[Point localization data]
++++++++

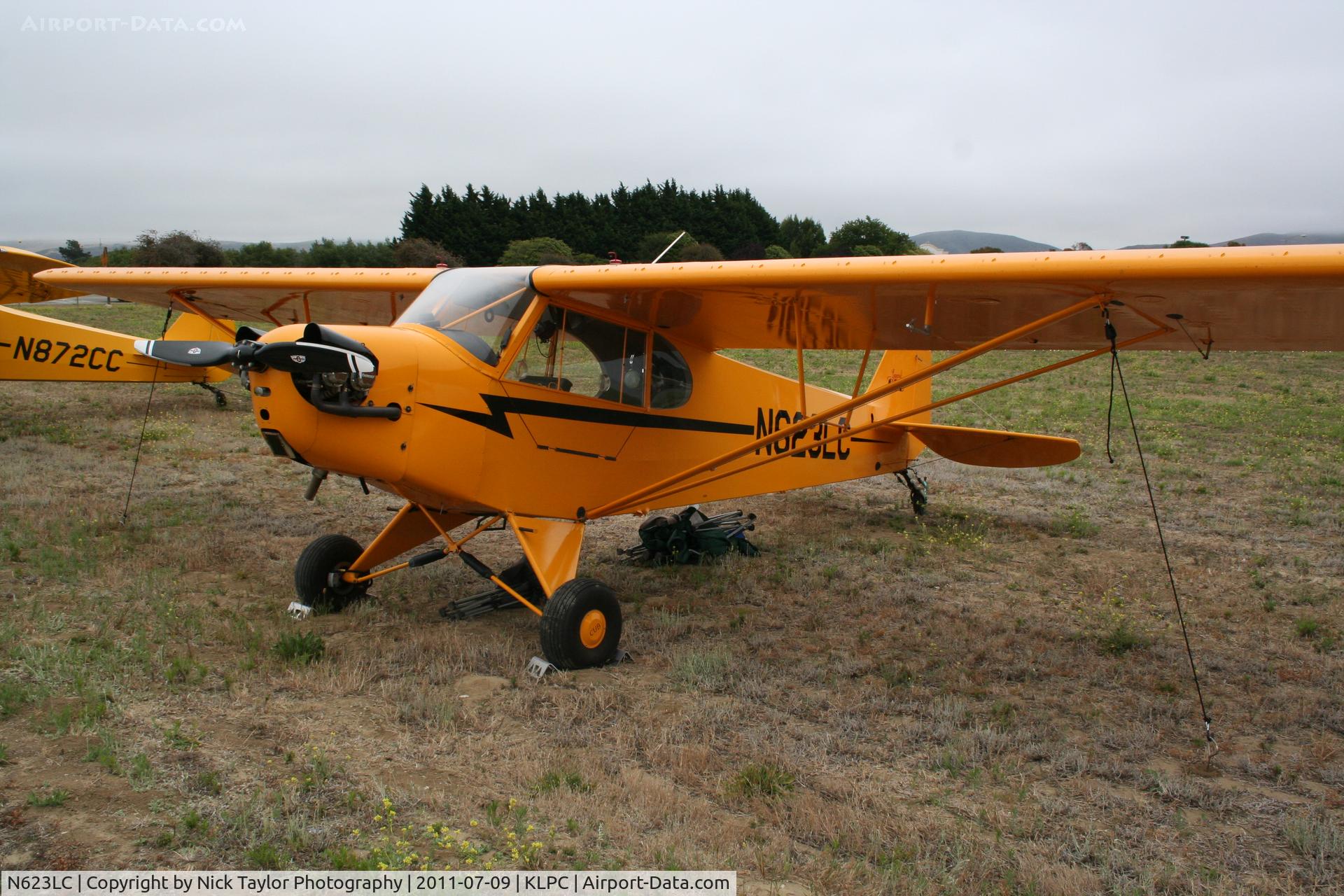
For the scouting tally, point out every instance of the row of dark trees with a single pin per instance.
(636, 225)
(482, 227)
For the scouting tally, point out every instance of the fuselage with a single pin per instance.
(514, 403)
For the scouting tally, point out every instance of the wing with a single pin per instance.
(1264, 298)
(17, 277)
(265, 295)
(43, 348)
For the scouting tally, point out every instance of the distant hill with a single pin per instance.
(958, 242)
(1265, 239)
(1287, 239)
(49, 248)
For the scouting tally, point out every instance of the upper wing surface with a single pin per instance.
(267, 295)
(1264, 298)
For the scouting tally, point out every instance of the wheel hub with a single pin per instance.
(593, 629)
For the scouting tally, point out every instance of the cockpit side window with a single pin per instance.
(670, 377)
(584, 355)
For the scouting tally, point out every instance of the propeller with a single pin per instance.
(320, 351)
(340, 368)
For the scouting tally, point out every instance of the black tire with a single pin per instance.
(326, 555)
(569, 630)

++++++++

▶ Task description
Keeping the pictures out, output the records from above exactly and completely.

▶ Completed exercise
For the scouting tally, point out every instance of the row of dark trees with a single pin per instance.
(636, 225)
(482, 227)
For the scouting tally, point out every instance of the fuselage with a single pin per instance.
(514, 403)
For the scouting tally, point out every instance of the wing with a single pin per instance.
(1264, 298)
(17, 277)
(265, 295)
(43, 348)
For the scouting tally, point out every instance of the distant hill with a single pin per instance.
(958, 242)
(1265, 239)
(1287, 239)
(49, 248)
For the scouting tally, point out every instance of the upper wing surface with a single pin per instance.
(267, 295)
(1264, 298)
For the scouting tally, point out every instance of the wheel hub with a single pin per instance.
(593, 629)
For the scouting tally, point out every instance of the cockpit side window with a single pin per instance.
(670, 377)
(584, 355)
For the scouting tally, point out every instance of the propeller with a single pin per instance.
(320, 351)
(340, 368)
For the scouting tally, point out every instance of the black tire with a single pin per instance.
(326, 555)
(569, 630)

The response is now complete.